Source data Start Marker

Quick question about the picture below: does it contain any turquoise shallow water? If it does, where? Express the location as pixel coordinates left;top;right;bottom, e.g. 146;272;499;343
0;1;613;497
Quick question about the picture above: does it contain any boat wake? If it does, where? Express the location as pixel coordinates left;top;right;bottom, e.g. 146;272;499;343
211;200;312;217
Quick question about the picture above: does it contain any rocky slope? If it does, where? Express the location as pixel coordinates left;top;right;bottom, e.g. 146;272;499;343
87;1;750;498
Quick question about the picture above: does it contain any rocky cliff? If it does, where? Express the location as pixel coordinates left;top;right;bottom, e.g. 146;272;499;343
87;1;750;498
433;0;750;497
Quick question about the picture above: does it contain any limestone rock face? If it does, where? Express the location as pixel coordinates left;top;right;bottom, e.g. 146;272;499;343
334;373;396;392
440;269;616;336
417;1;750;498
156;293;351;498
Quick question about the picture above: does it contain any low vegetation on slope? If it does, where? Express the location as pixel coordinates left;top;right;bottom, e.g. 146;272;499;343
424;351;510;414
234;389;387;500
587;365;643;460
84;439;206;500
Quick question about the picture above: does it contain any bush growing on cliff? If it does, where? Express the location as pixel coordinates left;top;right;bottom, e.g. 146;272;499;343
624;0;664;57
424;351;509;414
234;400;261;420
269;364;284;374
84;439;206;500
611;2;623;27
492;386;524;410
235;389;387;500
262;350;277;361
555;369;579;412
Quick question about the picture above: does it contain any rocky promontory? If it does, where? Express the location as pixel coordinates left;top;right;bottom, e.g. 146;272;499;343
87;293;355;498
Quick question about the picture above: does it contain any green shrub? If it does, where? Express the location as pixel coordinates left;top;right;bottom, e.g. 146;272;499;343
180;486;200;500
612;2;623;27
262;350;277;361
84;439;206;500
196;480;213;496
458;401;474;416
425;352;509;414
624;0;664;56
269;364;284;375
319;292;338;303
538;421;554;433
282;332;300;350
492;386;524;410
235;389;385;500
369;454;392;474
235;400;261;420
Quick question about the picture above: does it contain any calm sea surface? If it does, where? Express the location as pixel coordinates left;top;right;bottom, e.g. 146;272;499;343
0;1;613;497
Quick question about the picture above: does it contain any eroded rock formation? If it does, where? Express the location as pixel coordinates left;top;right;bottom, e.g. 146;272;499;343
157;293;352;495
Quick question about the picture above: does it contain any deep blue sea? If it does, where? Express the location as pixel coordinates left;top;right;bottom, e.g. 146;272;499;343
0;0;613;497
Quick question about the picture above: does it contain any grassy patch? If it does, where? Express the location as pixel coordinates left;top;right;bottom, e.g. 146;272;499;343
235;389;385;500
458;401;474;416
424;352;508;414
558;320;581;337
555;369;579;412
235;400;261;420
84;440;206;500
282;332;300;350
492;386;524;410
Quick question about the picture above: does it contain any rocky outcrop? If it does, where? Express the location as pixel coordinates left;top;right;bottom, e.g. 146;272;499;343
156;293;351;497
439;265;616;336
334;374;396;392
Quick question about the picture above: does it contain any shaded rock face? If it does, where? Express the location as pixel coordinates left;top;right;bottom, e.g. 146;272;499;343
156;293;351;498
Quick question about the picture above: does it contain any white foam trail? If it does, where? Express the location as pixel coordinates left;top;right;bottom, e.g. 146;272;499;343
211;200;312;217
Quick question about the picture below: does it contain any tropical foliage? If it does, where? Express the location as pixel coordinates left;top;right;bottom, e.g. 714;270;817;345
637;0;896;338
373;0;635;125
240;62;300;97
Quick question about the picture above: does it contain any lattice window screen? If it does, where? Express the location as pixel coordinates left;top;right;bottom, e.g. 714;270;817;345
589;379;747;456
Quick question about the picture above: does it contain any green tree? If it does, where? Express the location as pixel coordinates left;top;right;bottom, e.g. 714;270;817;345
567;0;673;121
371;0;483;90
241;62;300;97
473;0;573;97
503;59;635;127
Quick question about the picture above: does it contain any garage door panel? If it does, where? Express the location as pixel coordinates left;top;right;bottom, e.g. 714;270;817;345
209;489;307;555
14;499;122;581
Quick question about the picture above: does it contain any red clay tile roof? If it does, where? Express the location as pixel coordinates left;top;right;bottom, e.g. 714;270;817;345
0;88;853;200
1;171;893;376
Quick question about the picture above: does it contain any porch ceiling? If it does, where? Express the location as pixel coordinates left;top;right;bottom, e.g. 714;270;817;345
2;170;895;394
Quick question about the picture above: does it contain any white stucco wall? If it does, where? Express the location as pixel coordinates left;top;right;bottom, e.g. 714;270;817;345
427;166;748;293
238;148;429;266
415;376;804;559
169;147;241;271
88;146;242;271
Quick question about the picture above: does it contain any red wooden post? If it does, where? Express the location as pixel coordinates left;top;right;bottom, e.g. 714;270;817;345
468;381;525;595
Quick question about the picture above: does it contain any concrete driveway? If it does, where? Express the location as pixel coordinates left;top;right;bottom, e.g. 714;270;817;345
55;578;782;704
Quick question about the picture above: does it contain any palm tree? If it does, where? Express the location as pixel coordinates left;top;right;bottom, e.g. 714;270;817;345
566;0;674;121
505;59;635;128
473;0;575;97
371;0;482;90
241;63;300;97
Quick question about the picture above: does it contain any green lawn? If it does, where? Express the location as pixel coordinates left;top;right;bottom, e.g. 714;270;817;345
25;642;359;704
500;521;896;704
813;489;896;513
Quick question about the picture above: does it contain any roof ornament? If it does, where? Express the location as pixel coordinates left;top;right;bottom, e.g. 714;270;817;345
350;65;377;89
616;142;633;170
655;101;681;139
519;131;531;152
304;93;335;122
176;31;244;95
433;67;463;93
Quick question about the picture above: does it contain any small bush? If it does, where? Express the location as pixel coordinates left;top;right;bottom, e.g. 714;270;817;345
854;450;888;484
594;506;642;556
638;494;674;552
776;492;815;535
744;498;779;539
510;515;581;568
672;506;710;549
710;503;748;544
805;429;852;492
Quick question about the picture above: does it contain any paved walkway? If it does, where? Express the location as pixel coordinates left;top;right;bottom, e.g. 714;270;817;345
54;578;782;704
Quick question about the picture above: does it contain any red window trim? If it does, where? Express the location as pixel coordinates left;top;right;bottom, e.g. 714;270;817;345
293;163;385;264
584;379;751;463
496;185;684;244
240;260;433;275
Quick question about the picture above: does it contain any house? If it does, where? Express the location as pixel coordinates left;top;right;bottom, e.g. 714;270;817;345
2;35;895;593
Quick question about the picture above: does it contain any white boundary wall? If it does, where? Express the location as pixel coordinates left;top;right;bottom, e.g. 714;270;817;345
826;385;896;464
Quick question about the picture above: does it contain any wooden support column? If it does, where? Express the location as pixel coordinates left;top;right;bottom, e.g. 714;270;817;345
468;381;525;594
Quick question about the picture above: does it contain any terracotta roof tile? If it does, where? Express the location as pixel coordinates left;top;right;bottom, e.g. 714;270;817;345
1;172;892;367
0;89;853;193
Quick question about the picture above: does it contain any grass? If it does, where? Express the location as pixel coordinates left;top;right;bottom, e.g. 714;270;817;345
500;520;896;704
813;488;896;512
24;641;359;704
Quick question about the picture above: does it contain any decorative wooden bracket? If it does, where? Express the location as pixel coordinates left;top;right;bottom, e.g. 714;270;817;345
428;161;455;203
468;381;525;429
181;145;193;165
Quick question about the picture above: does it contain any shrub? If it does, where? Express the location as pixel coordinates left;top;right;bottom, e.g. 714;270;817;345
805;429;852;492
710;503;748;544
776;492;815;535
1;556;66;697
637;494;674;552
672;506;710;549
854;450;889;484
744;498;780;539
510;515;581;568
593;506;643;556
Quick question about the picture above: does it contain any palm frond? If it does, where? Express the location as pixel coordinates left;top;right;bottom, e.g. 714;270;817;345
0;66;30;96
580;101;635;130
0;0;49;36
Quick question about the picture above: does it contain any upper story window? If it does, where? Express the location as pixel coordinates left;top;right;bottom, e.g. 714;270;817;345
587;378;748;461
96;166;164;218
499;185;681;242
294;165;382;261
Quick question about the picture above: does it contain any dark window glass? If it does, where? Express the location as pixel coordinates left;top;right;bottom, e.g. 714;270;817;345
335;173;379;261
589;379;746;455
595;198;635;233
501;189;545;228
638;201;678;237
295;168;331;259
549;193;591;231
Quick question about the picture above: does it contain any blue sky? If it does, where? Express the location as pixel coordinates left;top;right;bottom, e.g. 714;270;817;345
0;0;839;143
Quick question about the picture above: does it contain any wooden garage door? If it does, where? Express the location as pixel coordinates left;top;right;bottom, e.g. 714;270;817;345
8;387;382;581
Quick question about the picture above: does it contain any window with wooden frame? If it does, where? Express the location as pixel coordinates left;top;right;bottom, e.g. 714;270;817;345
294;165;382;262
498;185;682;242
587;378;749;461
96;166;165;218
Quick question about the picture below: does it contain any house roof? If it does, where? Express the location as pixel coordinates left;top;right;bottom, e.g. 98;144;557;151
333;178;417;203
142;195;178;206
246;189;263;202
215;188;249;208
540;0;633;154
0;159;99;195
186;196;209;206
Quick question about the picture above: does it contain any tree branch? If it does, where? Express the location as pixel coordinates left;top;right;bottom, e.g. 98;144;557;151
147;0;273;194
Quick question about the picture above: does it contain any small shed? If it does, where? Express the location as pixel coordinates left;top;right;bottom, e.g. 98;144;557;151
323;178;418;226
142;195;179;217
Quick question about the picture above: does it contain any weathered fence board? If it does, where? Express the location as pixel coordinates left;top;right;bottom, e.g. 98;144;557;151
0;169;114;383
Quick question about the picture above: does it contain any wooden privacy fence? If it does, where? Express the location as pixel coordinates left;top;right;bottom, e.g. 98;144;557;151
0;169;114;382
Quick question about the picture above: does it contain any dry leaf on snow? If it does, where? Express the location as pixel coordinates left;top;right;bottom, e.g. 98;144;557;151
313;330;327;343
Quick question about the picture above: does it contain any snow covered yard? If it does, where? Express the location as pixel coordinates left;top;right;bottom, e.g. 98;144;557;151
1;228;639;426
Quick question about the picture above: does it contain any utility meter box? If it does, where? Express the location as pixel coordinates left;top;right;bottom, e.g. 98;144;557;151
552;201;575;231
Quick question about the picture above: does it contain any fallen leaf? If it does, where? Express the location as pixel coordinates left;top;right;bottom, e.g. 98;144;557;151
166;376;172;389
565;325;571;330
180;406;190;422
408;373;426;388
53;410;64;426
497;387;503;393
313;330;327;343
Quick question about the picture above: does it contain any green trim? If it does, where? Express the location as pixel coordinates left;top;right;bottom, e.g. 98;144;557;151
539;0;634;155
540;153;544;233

Source data End Marker

--- Problem details ---
A reply should hold exactly the lines from the one containing "any green trim?" through the end of the data above, nothing more.

--- Reply ---
Quick question about the picture above: does it contain any green trim? If it does, where? Express the location as pixel coordinates left;top;right;bottom, e.g. 98;144;557;151
539;0;634;155
540;153;544;233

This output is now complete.